— start Selected passage —
I ran a 535 for 10 yrs and if you did the maintenance and keep the starter roll on good cond. and the belts sized even with the belts worn it would make a good tight bale I did trade it for a 2001 NH 688, I like the net wrap better but was a little more work to load a roll . made a little tighter bale, liked the baler untill it got about 7000 bales then the thing got expensive to maintain. Tx Jim made a very good point if the 35 series JD baler were so bad why were there a ton of them bought and run into the ground and resurrected again & again. I don't think that would have happened if they were a POS. JMO but when they came out in the late 80's they were a hell of a lot better than the leaf beaters that NH had at that point in time.


----------



## CBarM (Mar 1, 2015)

On round balers you can't go wrong with green. New Holland needs to do away with that sledge frame design in my opinion.


----------



## [email protected] (Mar 23, 2015)
— end Selected passage —
— start Listed entries —
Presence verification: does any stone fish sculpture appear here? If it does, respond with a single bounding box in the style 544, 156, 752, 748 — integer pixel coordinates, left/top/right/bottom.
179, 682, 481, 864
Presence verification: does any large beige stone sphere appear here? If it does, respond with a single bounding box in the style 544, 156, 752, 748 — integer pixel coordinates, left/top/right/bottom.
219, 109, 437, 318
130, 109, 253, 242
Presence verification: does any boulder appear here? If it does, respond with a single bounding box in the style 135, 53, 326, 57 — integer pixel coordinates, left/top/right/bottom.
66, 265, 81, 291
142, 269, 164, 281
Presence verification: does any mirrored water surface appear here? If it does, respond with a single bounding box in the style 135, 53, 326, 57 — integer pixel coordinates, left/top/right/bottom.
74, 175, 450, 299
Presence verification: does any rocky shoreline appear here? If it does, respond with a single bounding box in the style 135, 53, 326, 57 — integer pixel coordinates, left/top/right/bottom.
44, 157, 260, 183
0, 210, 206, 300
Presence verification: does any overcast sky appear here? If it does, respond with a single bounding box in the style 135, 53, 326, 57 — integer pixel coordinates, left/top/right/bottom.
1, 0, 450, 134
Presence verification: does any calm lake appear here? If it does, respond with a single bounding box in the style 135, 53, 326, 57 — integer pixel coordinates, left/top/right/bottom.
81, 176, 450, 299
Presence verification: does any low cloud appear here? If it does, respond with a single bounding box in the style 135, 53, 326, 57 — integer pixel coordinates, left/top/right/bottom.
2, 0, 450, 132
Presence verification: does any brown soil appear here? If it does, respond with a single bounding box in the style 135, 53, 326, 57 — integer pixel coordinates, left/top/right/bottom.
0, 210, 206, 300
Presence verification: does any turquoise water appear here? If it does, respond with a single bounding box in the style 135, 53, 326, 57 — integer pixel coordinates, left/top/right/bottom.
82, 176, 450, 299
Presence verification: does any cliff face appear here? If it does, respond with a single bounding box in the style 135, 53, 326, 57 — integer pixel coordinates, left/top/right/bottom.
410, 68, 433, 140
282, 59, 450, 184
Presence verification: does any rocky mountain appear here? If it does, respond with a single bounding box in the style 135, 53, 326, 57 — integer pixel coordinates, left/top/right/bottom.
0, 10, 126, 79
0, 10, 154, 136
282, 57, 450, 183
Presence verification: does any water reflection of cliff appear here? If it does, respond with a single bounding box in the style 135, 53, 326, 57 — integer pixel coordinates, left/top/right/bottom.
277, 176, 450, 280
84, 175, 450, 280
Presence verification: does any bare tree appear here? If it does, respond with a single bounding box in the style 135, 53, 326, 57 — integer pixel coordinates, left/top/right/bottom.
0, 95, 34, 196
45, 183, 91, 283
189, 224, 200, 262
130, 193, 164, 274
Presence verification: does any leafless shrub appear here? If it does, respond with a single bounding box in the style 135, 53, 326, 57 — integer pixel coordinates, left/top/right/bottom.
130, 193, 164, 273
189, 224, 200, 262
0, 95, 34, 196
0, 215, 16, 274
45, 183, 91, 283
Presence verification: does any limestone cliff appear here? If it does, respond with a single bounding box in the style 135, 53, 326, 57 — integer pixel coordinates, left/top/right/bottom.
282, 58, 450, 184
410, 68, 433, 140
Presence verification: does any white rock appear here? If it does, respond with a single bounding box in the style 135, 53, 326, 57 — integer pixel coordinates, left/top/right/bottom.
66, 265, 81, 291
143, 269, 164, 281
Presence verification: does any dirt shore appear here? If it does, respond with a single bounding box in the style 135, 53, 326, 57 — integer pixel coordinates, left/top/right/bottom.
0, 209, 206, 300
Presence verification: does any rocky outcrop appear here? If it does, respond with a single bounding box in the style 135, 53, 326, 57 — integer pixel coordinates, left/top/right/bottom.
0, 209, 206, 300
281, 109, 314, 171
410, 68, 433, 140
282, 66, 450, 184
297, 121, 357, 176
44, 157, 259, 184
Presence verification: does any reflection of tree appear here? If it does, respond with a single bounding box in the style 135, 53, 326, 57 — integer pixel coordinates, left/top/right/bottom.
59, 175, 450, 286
— end Listed entries —
§ Directions:
1. In the round baler discussion, what did the first poster trade the 535 for?
2. Extend the round baler discussion from its last line.
The listing is not needed for any of the work here.

§ Solved problems:
1. A 2001 NH 688.

2.
Thanks for all the input. I have found another baler I am interested in I am going to look at this weekend. It is a New Idea 6344 (looks just like hesston to me) has not had many rolls and looks pretty good. I am new to making round rolls and would like a smaller baler. I will be pulling with a Ford 3930, a Kubota m4900 cab tractor, or a JD 2355. I just want to make sure I get a baler that I can pull with these tractors without straining them too much.


----------



## snowball (Feb 7, 2015)

It is a hesston


----------



## JDSquareBaler (Aug 11, 2015)

I pull a 435 with a 4010 diesel syncro transmission in 5th gear. Runs it pretty good. It knows its back there but it doesn't work the crap out of it and it gets the job done and makes a nice tight bale.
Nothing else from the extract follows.